Enunciado 1:
Indique se cada afirmação abaixo está de acordo com o texto sobre desvio de função, respondendo sim ou não e citando literalmente as palavras do texto que decidem a questão. (a) A CLT menciona expressamente o desvio de função. (b) O artigo 468 proíbe alterações contratuais que prejudiquem o empregado, ainda que ele tenha consentido. (c) Quem exerce funções compatíveis tem direito a aumento de salário.
Enunciado 2:
Segundo a definição apresentada no texto sobre desvio de função, quais são as condições que, juntas, caracterizam esse desvio? Liste todas.
Enunciado 3:
Prossiga com o texto sobre desvio de função a partir do ponto em que ele termina.

Desvio de Função: Você Pode Ganhar Mais?
O Que É Desvio de Função?
Desvio de função ocorre quando o trabalhador é contratado para exercer uma determinada atividade, mas, ao longo do contrato, passa a desempenhar funções diferentes — geralmente mais complexas ou com maior responsabilidade — sem receber o salário correspondente. Embora a CLT não mencione expressamente o desvio de função, o tema é amplamente tratado pela jurisprudência com base no artigo 468, que veda alterações contratuais que acarretem prejuízo ao empregado, mesmo que haja consentimento.
É importante distinguir entre dois cenários distintos:
- Funções compatíveis: São aquelas atividades que, embora não estejam expressamente no contrato, guardam relação com a função principal, podendo ser exigidas pelo empregador. Nesses casos, não há direito a aumento de salário, pois tais tarefas são consideradas parte natural das obrigações do cargo.

Conteúdo dos registros:

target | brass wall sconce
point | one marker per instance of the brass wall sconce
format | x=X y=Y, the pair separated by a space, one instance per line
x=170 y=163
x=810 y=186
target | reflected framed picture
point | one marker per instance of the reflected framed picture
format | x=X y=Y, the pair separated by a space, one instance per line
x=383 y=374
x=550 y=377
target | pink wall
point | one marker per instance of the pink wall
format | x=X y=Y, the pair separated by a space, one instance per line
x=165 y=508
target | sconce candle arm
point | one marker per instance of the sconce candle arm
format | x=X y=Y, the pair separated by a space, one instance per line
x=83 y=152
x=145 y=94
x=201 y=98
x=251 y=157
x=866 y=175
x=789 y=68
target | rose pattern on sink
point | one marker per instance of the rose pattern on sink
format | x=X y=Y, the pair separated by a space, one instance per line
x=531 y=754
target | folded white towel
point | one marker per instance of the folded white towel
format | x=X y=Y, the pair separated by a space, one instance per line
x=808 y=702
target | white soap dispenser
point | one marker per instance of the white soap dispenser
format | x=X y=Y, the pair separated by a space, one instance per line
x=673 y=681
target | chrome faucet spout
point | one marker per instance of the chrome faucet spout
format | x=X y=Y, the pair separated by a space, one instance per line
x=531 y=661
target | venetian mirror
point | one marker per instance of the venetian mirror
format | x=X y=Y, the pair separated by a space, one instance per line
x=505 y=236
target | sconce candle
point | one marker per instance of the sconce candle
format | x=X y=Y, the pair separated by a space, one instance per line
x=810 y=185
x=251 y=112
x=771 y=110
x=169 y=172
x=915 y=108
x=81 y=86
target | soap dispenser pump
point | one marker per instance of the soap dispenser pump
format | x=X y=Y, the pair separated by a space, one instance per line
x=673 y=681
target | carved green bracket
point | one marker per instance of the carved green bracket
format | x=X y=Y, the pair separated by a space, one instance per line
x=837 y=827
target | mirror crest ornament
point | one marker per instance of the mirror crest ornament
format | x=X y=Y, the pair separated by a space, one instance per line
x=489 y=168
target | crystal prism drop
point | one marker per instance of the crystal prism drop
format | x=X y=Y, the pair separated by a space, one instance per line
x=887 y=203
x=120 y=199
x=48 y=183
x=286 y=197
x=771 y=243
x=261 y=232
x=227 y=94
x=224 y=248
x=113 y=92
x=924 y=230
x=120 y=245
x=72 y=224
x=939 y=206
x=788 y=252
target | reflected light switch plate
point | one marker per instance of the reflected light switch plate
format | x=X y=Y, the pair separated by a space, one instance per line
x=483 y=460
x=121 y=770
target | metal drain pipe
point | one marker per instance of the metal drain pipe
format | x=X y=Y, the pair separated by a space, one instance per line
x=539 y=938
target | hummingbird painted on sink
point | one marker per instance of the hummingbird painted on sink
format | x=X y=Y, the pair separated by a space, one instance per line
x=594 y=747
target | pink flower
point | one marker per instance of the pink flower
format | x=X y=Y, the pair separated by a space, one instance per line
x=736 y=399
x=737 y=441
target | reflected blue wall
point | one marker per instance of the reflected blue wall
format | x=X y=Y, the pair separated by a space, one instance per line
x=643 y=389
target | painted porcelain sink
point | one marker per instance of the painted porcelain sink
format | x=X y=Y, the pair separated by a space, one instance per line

Resposta correta 1:
(a) Não: "Embora a CLT não mencione expressamente o desvio de função".
(b) Sim: "que veda alterações contratuais que acarretem prejuízo ao empregado, mesmo que haja consentimento".
(c) Não: "Nesses casos, não há direito a aumento de salário".

Resposta correta 2:
1. O trabalhador é contratado para exercer uma determinada atividade.
2. Ao longo do contrato, ele passa a desempenhar funções diferentes.
3. Ele não recebe o salário correspondente a essas funções.

Resposta correta 3:
- Desvio de função legítimo: Ocorre quando o empregado passa a exercer, de forma habitual, tarefas mais complexas, técnicas ou com maior grau de responsabilidade, pertencentes a um cargo diferente e melhor remunerado. Nessas situações, a jurisprudência reconhece o direito às diferenças salariais, mesmo que não haja promoção formal.
Quando o trabalhador passa a exercer esse novo conjunto de atribuições, com características distintas das previstas inicialmente, os tribunais consideram que houve uma novação objetiva do contrato de trabalho. Em outras palavras, o contrato foi alterado na prática, exigindo do empregador a devida compensação financeira.
Desvio de Função Dá Direito a Aumento de Salário?
Sim, desde que comprovado. O entendimento predominante nos tribunais trabalhistas é de que o desvio de função pode gerar o direito ao pagamento de diferenças salariais, mesmo que o trabalhador não tenha sido formalmente promovido ou reenquadrado. O que importa é a realidade das tarefas executadas, e não apenas o título constante no contrato.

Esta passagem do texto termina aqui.